● **Exercise requirements**: Reproduce all of the data below with "polygon" replaced by "shape" wherever it occurs, leaving everything else unchanged. Omit the pictures from your output.

● **Material for this task**:
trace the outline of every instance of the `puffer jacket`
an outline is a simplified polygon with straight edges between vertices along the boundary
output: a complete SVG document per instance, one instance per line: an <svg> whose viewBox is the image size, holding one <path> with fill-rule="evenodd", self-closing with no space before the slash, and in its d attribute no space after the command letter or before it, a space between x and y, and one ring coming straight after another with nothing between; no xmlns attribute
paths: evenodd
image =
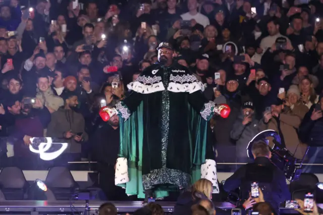
<svg viewBox="0 0 323 215"><path fill-rule="evenodd" d="M57 111L60 106L64 105L63 98L55 95L50 87L45 92L41 91L39 89L37 89L36 97L40 100L43 105L50 107L55 111Z"/></svg>
<svg viewBox="0 0 323 215"><path fill-rule="evenodd" d="M238 163L250 161L247 155L247 146L253 137L261 131L259 121L256 119L256 114L253 114L252 117L251 122L246 125L242 125L244 115L241 111L231 130L231 138L236 141L236 155Z"/></svg>

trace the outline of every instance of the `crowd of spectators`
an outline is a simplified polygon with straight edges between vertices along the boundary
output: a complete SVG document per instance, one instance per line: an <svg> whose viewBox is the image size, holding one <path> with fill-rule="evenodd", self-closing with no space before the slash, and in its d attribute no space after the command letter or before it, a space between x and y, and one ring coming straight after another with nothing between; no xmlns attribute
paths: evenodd
<svg viewBox="0 0 323 215"><path fill-rule="evenodd" d="M119 119L98 111L131 93L162 41L207 99L231 108L210 125L217 162L248 162L247 145L266 129L297 158L309 146L305 160L323 162L322 0L0 4L2 166L36 168L30 138L51 137L70 143L61 160L113 171Z"/></svg>

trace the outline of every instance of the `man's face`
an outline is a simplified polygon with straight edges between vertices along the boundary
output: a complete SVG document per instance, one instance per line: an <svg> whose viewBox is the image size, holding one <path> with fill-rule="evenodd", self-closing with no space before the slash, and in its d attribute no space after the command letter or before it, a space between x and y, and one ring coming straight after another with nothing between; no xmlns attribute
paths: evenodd
<svg viewBox="0 0 323 215"><path fill-rule="evenodd" d="M92 62L92 58L91 55L89 53L85 53L82 55L80 57L80 63L82 65L88 66Z"/></svg>
<svg viewBox="0 0 323 215"><path fill-rule="evenodd" d="M295 58L292 56L288 56L285 59L286 64L289 65L289 69L292 70L295 67Z"/></svg>
<svg viewBox="0 0 323 215"><path fill-rule="evenodd" d="M13 49L17 47L17 39L12 38L8 40L8 48Z"/></svg>
<svg viewBox="0 0 323 215"><path fill-rule="evenodd" d="M62 77L62 72L59 71L56 71L55 79L54 80L54 85L56 86L62 86L63 82L64 82L64 79Z"/></svg>
<svg viewBox="0 0 323 215"><path fill-rule="evenodd" d="M21 104L19 101L16 101L15 104L8 107L9 112L14 115L20 114L21 110Z"/></svg>
<svg viewBox="0 0 323 215"><path fill-rule="evenodd" d="M140 68L140 71L143 71L147 67L150 66L150 64L148 62L143 62L141 64L141 68Z"/></svg>
<svg viewBox="0 0 323 215"><path fill-rule="evenodd" d="M0 52L2 53L6 53L8 48L8 46L7 40L0 40Z"/></svg>
<svg viewBox="0 0 323 215"><path fill-rule="evenodd" d="M276 105L275 104L272 104L271 106L271 112L276 112L278 114L282 113L282 110L283 110L283 105Z"/></svg>
<svg viewBox="0 0 323 215"><path fill-rule="evenodd" d="M84 38L92 36L94 33L93 28L90 27L86 27L83 30L83 35L84 36Z"/></svg>
<svg viewBox="0 0 323 215"><path fill-rule="evenodd" d="M183 49L189 49L191 47L190 41L187 39L184 39L181 42L181 48Z"/></svg>
<svg viewBox="0 0 323 215"><path fill-rule="evenodd" d="M260 95L266 95L271 89L271 85L265 81L261 81L259 83L259 93Z"/></svg>
<svg viewBox="0 0 323 215"><path fill-rule="evenodd" d="M121 69L123 66L122 58L120 56L115 57L112 61L112 66L118 67L118 70Z"/></svg>
<svg viewBox="0 0 323 215"><path fill-rule="evenodd" d="M9 19L11 17L11 13L10 13L10 9L9 7L3 7L1 8L1 17L3 18Z"/></svg>
<svg viewBox="0 0 323 215"><path fill-rule="evenodd" d="M13 78L9 81L8 87L10 93L14 95L18 94L21 90L21 84L20 82Z"/></svg>
<svg viewBox="0 0 323 215"><path fill-rule="evenodd" d="M170 10L175 9L176 7L176 0L168 0L167 1L167 7Z"/></svg>
<svg viewBox="0 0 323 215"><path fill-rule="evenodd" d="M87 15L89 17L96 17L97 15L97 7L96 4L89 3L86 9Z"/></svg>
<svg viewBox="0 0 323 215"><path fill-rule="evenodd" d="M197 1L196 0L188 0L187 8L189 11L193 11L197 8Z"/></svg>
<svg viewBox="0 0 323 215"><path fill-rule="evenodd" d="M62 61L64 57L64 49L62 46L56 46L54 48L54 54L58 61Z"/></svg>
<svg viewBox="0 0 323 215"><path fill-rule="evenodd" d="M49 68L55 67L56 58L52 53L48 53L46 55L46 66Z"/></svg>
<svg viewBox="0 0 323 215"><path fill-rule="evenodd" d="M274 36L278 33L279 26L275 25L273 22L270 22L267 24L267 30L269 35Z"/></svg>
<svg viewBox="0 0 323 215"><path fill-rule="evenodd" d="M38 78L38 82L37 83L37 87L42 92L46 92L49 88L49 81L46 78Z"/></svg>
<svg viewBox="0 0 323 215"><path fill-rule="evenodd" d="M173 61L173 53L172 50L163 47L158 50L158 61L169 64Z"/></svg>
<svg viewBox="0 0 323 215"><path fill-rule="evenodd" d="M118 127L119 126L119 117L118 115L115 115L110 118L108 122L111 126Z"/></svg>
<svg viewBox="0 0 323 215"><path fill-rule="evenodd" d="M70 91L74 91L76 89L76 82L74 80L70 80L66 83L66 88Z"/></svg>
<svg viewBox="0 0 323 215"><path fill-rule="evenodd" d="M78 79L79 82L81 82L83 80L84 77L90 77L90 71L87 69L81 69L77 74Z"/></svg>
<svg viewBox="0 0 323 215"><path fill-rule="evenodd" d="M229 92L235 92L238 86L238 81L234 80L231 80L227 82L227 89Z"/></svg>
<svg viewBox="0 0 323 215"><path fill-rule="evenodd" d="M46 65L46 59L42 57L38 57L35 59L35 66L37 70L41 70Z"/></svg>
<svg viewBox="0 0 323 215"><path fill-rule="evenodd" d="M206 59L196 60L196 67L201 71L207 70L208 69L208 61Z"/></svg>
<svg viewBox="0 0 323 215"><path fill-rule="evenodd" d="M139 77L140 74L134 74L132 75L132 81L136 81L136 80Z"/></svg>
<svg viewBox="0 0 323 215"><path fill-rule="evenodd" d="M293 20L293 28L296 32L299 32L303 28L303 21L300 19L294 19Z"/></svg>
<svg viewBox="0 0 323 215"><path fill-rule="evenodd" d="M79 102L77 100L77 96L76 95L70 97L67 100L69 106L72 109L76 107L79 104Z"/></svg>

● **Worked solution**:
trace the outline of every instance of the `puffer jacket`
an outline is a simplified shape with straight edges between vertices along the boundary
output: a complete SVG document per instance, one instance per line: an <svg> whose viewBox is the image size, holding one <path> with fill-rule="evenodd", self-closing with no space before the slash, and in its d attribute no space after the command letter or before it, a space between x and y, and one ring coming straight after another with nothing between; no xmlns attribute
paths: evenodd
image =
<svg viewBox="0 0 323 215"><path fill-rule="evenodd" d="M57 111L60 106L64 105L63 98L55 95L50 87L45 92L41 91L39 89L37 89L36 97L40 100L43 105L50 107L55 111Z"/></svg>
<svg viewBox="0 0 323 215"><path fill-rule="evenodd" d="M238 163L250 161L247 155L247 146L253 137L261 131L259 121L256 119L256 114L253 114L252 117L251 122L246 125L242 125L244 115L241 111L231 130L231 138L236 141L236 155Z"/></svg>

trace the outline of every instance of the `crowd of spectators`
an outline is a simplified shape with straight edges between vertices along the boundary
output: a complete SVG document per instance, one instance per line: an <svg> whose viewBox is the image size, holding one <path> with fill-rule="evenodd", self-closing with no space before the slash, and in its d attribute no space after the command letter or before it, a space between x and y, and one ring coming straight after another with nothing between; no xmlns attribute
paths: evenodd
<svg viewBox="0 0 323 215"><path fill-rule="evenodd" d="M119 119L98 111L131 93L162 41L207 99L231 108L210 125L217 162L248 162L247 145L266 129L297 158L309 146L305 160L323 162L322 0L0 4L2 166L36 168L30 138L51 137L70 143L61 160L113 171Z"/></svg>

trace the outline of every instance of the `man's face`
an outline is a simplified shape with straight edges between vertices along the boundary
output: a complete SVG document per instance, one instance per line: an <svg> whose viewBox is the image size, holding one <path> with fill-rule="evenodd", self-closing with no space before the slash, and in its d attribute no space after the command letter or before it, a space between x and y, and one ring coming straight after another with nothing between; no xmlns attribute
paths: evenodd
<svg viewBox="0 0 323 215"><path fill-rule="evenodd" d="M92 62L92 58L91 55L89 53L85 53L82 55L80 57L80 63L82 65L88 66Z"/></svg>
<svg viewBox="0 0 323 215"><path fill-rule="evenodd" d="M295 58L292 56L288 56L285 59L286 64L289 65L289 69L292 70L295 67Z"/></svg>
<svg viewBox="0 0 323 215"><path fill-rule="evenodd" d="M13 49L17 47L17 39L12 38L8 40L8 48Z"/></svg>
<svg viewBox="0 0 323 215"><path fill-rule="evenodd" d="M62 77L62 72L59 71L56 71L55 79L54 80L54 85L56 86L62 86L63 82L64 82L64 79Z"/></svg>
<svg viewBox="0 0 323 215"><path fill-rule="evenodd" d="M21 104L19 101L16 101L15 104L8 107L9 112L14 115L20 114L21 110Z"/></svg>
<svg viewBox="0 0 323 215"><path fill-rule="evenodd" d="M140 68L140 71L143 71L147 67L150 66L150 64L148 62L143 62L141 64L141 68Z"/></svg>
<svg viewBox="0 0 323 215"><path fill-rule="evenodd" d="M0 52L2 53L6 53L8 48L8 46L7 40L0 40Z"/></svg>
<svg viewBox="0 0 323 215"><path fill-rule="evenodd" d="M276 105L275 104L272 104L271 106L271 112L276 112L278 114L282 113L282 110L283 110L283 105Z"/></svg>
<svg viewBox="0 0 323 215"><path fill-rule="evenodd" d="M84 38L92 36L94 33L93 28L90 27L86 27L83 30L83 35L84 36Z"/></svg>
<svg viewBox="0 0 323 215"><path fill-rule="evenodd" d="M183 49L189 49L191 47L190 41L187 39L184 39L181 42L181 48Z"/></svg>
<svg viewBox="0 0 323 215"><path fill-rule="evenodd" d="M260 95L266 95L271 89L271 85L265 81L261 81L259 83L259 93Z"/></svg>
<svg viewBox="0 0 323 215"><path fill-rule="evenodd" d="M121 69L123 66L122 58L120 56L115 57L112 61L112 66L118 67L118 70Z"/></svg>
<svg viewBox="0 0 323 215"><path fill-rule="evenodd" d="M9 19L11 17L11 13L10 13L10 9L9 7L3 7L1 8L1 17L3 18Z"/></svg>
<svg viewBox="0 0 323 215"><path fill-rule="evenodd" d="M13 78L9 81L8 87L10 93L14 95L18 94L21 90L21 84L20 82Z"/></svg>
<svg viewBox="0 0 323 215"><path fill-rule="evenodd" d="M170 10L175 9L176 7L176 0L168 0L167 1L167 7Z"/></svg>
<svg viewBox="0 0 323 215"><path fill-rule="evenodd" d="M87 15L89 17L96 17L97 15L97 7L96 4L89 3L86 9Z"/></svg>
<svg viewBox="0 0 323 215"><path fill-rule="evenodd" d="M197 1L196 0L188 0L187 8L189 11L193 11L197 8Z"/></svg>
<svg viewBox="0 0 323 215"><path fill-rule="evenodd" d="M62 61L64 57L64 49L62 46L56 46L54 48L54 54L58 61Z"/></svg>
<svg viewBox="0 0 323 215"><path fill-rule="evenodd" d="M49 68L55 67L56 58L52 53L48 53L46 55L46 66Z"/></svg>
<svg viewBox="0 0 323 215"><path fill-rule="evenodd" d="M274 36L278 33L279 26L275 25L273 22L270 22L267 24L267 30L269 35Z"/></svg>
<svg viewBox="0 0 323 215"><path fill-rule="evenodd" d="M38 78L38 82L37 83L37 87L42 92L46 92L49 88L49 81L46 78Z"/></svg>
<svg viewBox="0 0 323 215"><path fill-rule="evenodd" d="M173 61L173 53L172 50L163 47L158 50L158 61L169 64Z"/></svg>
<svg viewBox="0 0 323 215"><path fill-rule="evenodd" d="M118 127L119 126L119 117L118 115L115 115L110 118L108 122L111 126Z"/></svg>
<svg viewBox="0 0 323 215"><path fill-rule="evenodd" d="M70 91L74 91L76 89L76 82L74 80L70 80L66 83L66 88Z"/></svg>
<svg viewBox="0 0 323 215"><path fill-rule="evenodd" d="M78 79L79 82L81 82L83 80L84 77L90 77L90 71L87 69L81 69L77 74Z"/></svg>
<svg viewBox="0 0 323 215"><path fill-rule="evenodd" d="M229 92L235 92L238 86L238 81L234 80L231 80L227 82L227 89Z"/></svg>
<svg viewBox="0 0 323 215"><path fill-rule="evenodd" d="M46 65L46 59L42 57L38 57L35 59L35 66L37 70L41 70Z"/></svg>
<svg viewBox="0 0 323 215"><path fill-rule="evenodd" d="M206 59L196 60L196 67L201 71L207 70L208 69L208 61Z"/></svg>
<svg viewBox="0 0 323 215"><path fill-rule="evenodd" d="M139 77L140 74L134 74L132 75L132 81L136 81L136 80Z"/></svg>
<svg viewBox="0 0 323 215"><path fill-rule="evenodd" d="M293 20L293 28L296 32L299 32L303 28L303 21L300 19L294 19Z"/></svg>
<svg viewBox="0 0 323 215"><path fill-rule="evenodd" d="M79 102L77 100L77 96L76 95L70 97L67 100L69 106L72 109L76 107L79 104Z"/></svg>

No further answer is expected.